(Beginning of Records to process)
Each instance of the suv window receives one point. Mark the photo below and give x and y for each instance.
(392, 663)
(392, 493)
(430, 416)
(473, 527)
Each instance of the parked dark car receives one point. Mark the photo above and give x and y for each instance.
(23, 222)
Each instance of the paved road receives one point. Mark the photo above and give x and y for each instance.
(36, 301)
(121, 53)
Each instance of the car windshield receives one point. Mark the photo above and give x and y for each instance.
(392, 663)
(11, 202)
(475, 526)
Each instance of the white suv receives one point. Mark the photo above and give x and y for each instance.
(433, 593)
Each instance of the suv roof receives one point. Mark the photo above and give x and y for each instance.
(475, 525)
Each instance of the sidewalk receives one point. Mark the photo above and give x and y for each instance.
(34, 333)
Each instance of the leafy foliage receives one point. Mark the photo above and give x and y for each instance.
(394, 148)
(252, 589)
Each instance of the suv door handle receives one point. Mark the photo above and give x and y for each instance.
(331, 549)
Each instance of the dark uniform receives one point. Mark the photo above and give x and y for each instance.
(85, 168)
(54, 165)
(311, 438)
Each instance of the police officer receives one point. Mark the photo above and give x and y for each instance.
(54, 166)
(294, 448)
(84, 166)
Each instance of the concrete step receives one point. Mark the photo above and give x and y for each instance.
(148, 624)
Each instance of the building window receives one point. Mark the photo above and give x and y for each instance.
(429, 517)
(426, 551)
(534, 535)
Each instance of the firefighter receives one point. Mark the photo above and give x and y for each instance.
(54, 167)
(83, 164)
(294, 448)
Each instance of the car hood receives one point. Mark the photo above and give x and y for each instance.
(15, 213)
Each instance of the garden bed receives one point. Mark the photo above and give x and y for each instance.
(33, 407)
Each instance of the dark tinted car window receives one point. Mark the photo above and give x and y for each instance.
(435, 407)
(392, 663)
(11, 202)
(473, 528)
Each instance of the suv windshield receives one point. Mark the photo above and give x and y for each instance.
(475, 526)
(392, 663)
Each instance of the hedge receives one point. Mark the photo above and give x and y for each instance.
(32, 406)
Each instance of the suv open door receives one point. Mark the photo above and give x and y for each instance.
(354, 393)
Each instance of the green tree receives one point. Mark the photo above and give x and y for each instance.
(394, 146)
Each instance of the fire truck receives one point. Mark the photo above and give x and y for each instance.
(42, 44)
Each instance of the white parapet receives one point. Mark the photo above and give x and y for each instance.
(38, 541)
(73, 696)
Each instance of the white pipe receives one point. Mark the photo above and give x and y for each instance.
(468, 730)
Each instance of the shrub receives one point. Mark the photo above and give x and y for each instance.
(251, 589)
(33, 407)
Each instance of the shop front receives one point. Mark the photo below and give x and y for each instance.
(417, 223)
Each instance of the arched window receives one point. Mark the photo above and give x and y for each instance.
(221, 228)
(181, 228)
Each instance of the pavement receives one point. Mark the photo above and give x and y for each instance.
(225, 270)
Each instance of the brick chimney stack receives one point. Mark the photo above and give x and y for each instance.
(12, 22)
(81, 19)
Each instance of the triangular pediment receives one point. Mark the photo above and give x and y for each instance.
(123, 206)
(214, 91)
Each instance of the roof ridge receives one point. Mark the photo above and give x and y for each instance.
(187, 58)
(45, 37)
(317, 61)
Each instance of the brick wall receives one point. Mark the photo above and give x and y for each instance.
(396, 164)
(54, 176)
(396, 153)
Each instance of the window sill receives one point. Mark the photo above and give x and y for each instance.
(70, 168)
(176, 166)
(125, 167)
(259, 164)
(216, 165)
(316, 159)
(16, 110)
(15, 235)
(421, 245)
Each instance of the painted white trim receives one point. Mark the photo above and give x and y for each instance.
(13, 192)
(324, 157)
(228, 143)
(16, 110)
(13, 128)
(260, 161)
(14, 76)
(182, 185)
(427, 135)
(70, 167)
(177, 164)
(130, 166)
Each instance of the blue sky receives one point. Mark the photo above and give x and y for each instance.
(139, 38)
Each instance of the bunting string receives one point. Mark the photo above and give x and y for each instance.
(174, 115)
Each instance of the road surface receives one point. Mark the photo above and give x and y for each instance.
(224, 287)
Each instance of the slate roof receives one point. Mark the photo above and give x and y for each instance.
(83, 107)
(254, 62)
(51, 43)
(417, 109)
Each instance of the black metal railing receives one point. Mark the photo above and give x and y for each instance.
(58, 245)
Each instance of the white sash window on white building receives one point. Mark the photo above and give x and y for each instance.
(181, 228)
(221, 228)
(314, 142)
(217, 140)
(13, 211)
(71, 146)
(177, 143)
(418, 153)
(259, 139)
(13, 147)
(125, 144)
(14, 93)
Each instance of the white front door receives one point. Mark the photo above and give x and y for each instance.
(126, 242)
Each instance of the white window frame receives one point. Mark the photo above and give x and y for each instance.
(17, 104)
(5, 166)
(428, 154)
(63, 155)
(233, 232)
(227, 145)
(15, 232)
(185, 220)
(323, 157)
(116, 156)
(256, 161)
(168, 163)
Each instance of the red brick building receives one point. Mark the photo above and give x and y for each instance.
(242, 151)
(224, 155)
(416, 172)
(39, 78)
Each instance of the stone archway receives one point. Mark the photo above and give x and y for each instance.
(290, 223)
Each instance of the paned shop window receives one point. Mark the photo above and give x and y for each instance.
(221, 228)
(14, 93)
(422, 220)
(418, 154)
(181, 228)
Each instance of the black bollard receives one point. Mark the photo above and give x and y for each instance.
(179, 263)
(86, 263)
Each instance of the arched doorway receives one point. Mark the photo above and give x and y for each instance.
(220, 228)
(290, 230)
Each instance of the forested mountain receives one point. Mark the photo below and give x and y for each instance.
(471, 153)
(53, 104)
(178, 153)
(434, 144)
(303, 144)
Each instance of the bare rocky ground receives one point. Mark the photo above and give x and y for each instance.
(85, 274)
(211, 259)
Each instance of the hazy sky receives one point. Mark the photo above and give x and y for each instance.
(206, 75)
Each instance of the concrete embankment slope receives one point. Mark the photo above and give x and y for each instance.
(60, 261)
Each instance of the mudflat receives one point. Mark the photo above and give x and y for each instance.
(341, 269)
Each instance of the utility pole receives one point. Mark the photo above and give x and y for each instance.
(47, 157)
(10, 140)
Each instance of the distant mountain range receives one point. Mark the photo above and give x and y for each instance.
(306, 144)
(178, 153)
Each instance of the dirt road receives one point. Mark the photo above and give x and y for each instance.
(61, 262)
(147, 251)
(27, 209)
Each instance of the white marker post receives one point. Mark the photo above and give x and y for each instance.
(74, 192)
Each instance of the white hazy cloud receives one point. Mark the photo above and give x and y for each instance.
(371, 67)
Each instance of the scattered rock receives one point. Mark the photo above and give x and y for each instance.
(End of Records to process)
Work task
Repeat the lines above with every word intact.

Response to the task
Each instance of the suv window receives one point. Mark the photo below and give x and y for each instance.
(392, 663)
(392, 493)
(430, 416)
(473, 527)
Each instance of the parked dark car receives one point. Mark the photo above and give x and y for each instance.
(23, 222)
Each instance of the paved road receives one point. Mark the photo above and give x and y for each instance.
(36, 301)
(121, 53)
Each instance of the car windshield receives one point. Mark the photo above and give x and y for each instance.
(392, 663)
(11, 202)
(475, 526)
Each instance of the white suv receives one point. Mark the photo above and give x and y for each instance.
(433, 593)
Each instance of the suv roof receives one point. Mark the photo above and give x and y for each instance.
(475, 525)
Each instance of the sidewalk receives one point. Mark the photo above and give x and y for each instance.
(34, 333)
Each instance of the leafy foliage receives one point. Mark the photo above and give x and y for each instance.
(394, 148)
(252, 589)
Each instance of the suv door handle receives one point. Mark the photo above and give x and y for each instance.
(331, 549)
Each instance of the dark uniform receives one point. Mark the photo above and give x and y for each instance.
(85, 168)
(54, 165)
(311, 438)
Each instance of the police officer receives one point. Mark the photo above and give x and y for each instance.
(54, 166)
(294, 448)
(84, 166)
Each instance of the concrete step receives one point. Mark the photo above and give x and y for each instance.
(148, 624)
Each instance of the building window receives one point. Mark the photo above and give x and y for each instance.
(429, 517)
(426, 551)
(534, 535)
Each instance of the firefighter receives one point. Mark the photo above and give x and y for each instance.
(54, 167)
(83, 164)
(294, 448)
Each instance of the car hood receives one point. Mark the photo above and give x and y for each instance.
(15, 213)
Each instance of the garden bed receives one point. Mark the photo above and give x and y for each instance.
(33, 407)
Each instance of the dark tinted car window receives one point. Mark the photo above and give x and y for each instance.
(435, 407)
(392, 663)
(11, 202)
(473, 528)
Each instance of the suv windshield receives one point. Mark the photo above and give x and y for each instance.
(475, 526)
(392, 663)
Each instance of the hedge receives one point. Mark the photo above and give x and y for each instance.
(32, 406)
Each instance of the suv open door receives one point. Mark the photo above and give x and y for each instance.
(354, 393)
Each instance of the green tree receives one point. Mark the photo above and give x and y for each instance.
(394, 146)
Each instance of the fire truck receives one point. Mark the photo above and give x and y for each instance.
(42, 44)
Each instance of the white parapet receives one point. Mark the photo above and give x and y for each instance.
(38, 541)
(73, 696)
Each instance of the white pipe receives one point. Mark the photo above and give x and y for each instance.
(468, 730)
Each instance of the shrub receives one point. Mark the photo above and give x and y for each instance.
(251, 589)
(33, 407)
Each instance of the shop front receives one point. Mark the photo below and give x and y for each instance.
(417, 223)
Each instance of the arched window receives one point. Mark the photo above and give x and y for each instance.
(221, 228)
(181, 228)
Each instance of the pavement receives one point. Mark the photo above and give x and y for each instance.
(225, 270)
Each instance of the brick chimney stack receives one point. Mark the photo above and give x and y for each instance.
(12, 22)
(81, 19)
Each instance of the triangular pediment receives one point. Mark the photo above and give x and y for each instance.
(123, 206)
(214, 91)
Each instance of the roof ridge receives one point. Mark the photo above and give x and y for each instance.
(187, 58)
(45, 37)
(317, 61)
Each instance of the brick wall receives one point. Mark the photo above and give x and y for each instance.
(396, 164)
(54, 176)
(396, 153)
Each instance of the window sill receives one point. Mark the photo above and give x and y for each instance.
(70, 168)
(176, 166)
(125, 167)
(259, 164)
(216, 165)
(316, 159)
(16, 110)
(15, 235)
(421, 245)
Each instance of the painted white trim receives one point. Mark the photo above and give x and y for each instance.
(13, 192)
(324, 157)
(228, 143)
(16, 110)
(13, 128)
(260, 161)
(14, 76)
(182, 185)
(427, 135)
(70, 167)
(177, 164)
(130, 166)
Each instance of the blue sky receives one point. Mark the photo above and give x and y for each instance.
(139, 38)
Each instance of the bunting string receives one point. Mark the photo above and give x and y for each instance.
(174, 115)
Each instance of the road surface receives one point. Mark the photo above and give x and y for each instance.
(224, 287)
Each instance of the slate roof receives one point. Mark the photo above and give x and y for each instance.
(83, 107)
(254, 62)
(51, 43)
(417, 109)
Each instance of the black metal railing receives one point. Mark the photo above and give x and y for each instance.
(58, 245)
Each instance of the white sash window on white building receives one point. Mark the photo above and give x and y for each instance.
(181, 228)
(221, 228)
(314, 142)
(217, 140)
(13, 211)
(71, 146)
(177, 143)
(418, 153)
(259, 139)
(13, 147)
(125, 144)
(14, 93)
Each instance of the white front door receives one point. Mark the photo above and give x and y for each instance.
(126, 242)
Each instance of the white window frame receives one point. Mark the photo above and give x and y for each instance.
(17, 104)
(5, 166)
(428, 154)
(63, 155)
(233, 232)
(227, 145)
(15, 232)
(185, 220)
(323, 157)
(116, 156)
(256, 161)
(168, 163)
Each instance of the red brick building receives one point. Mark the photo above and give x and y for each instance.
(242, 151)
(224, 155)
(416, 172)
(39, 78)
Each instance of the stone archway receives one point. Mark the photo above and give x and y for each instance.
(290, 223)
Each instance of the paned shop window receives one point. Mark the photo above and give x and y for each instance.
(221, 228)
(14, 93)
(422, 220)
(418, 154)
(181, 228)
Each instance of the black bollard receives one point. Mark the photo above and give x and y for each instance.
(179, 263)
(86, 263)
Each instance of the arched doorway receives one point. Mark the photo above and give x and y for each instance.
(220, 228)
(290, 230)
Each instance of the forested mountain receives one point. Mark the photo below and give x and y for each instance.
(471, 153)
(53, 104)
(178, 153)
(434, 144)
(303, 144)
Each instance of the bare rocky ground receives one point. Mark the photo above and give x and y for each instance.
(85, 274)
(211, 259)
Each instance of the hazy sky receives one point. Mark the photo above and give x and y for each instance.
(206, 75)
Each instance of the concrete embankment slope receives one point. Mark the photo above and give x and y for each instance.
(60, 261)
Each instance of the mudflat receives one point. Mark the photo above and give x and y for each instance.
(341, 269)
Each instance of the utility pole receives one point. Mark the photo above and give x and y for each instance.
(47, 157)
(10, 140)
Each instance of the distant mountain range receives one point. Mark the photo above and give x and y for each instance.
(306, 144)
(178, 153)
Each instance of the dirt road receives one point. Mark the photo above and give x and y for each instance.
(61, 262)
(147, 251)
(27, 209)
Each instance of the white marker post receives one point. Mark the photo above and give x and y for each instance.
(74, 192)
Each instance of the white hazy cloud receives one point. Mark the photo above and give x and y for each instance.
(371, 67)
Each instance of the scattered rock receives one point. Mark the photo above and give x and y for each instance.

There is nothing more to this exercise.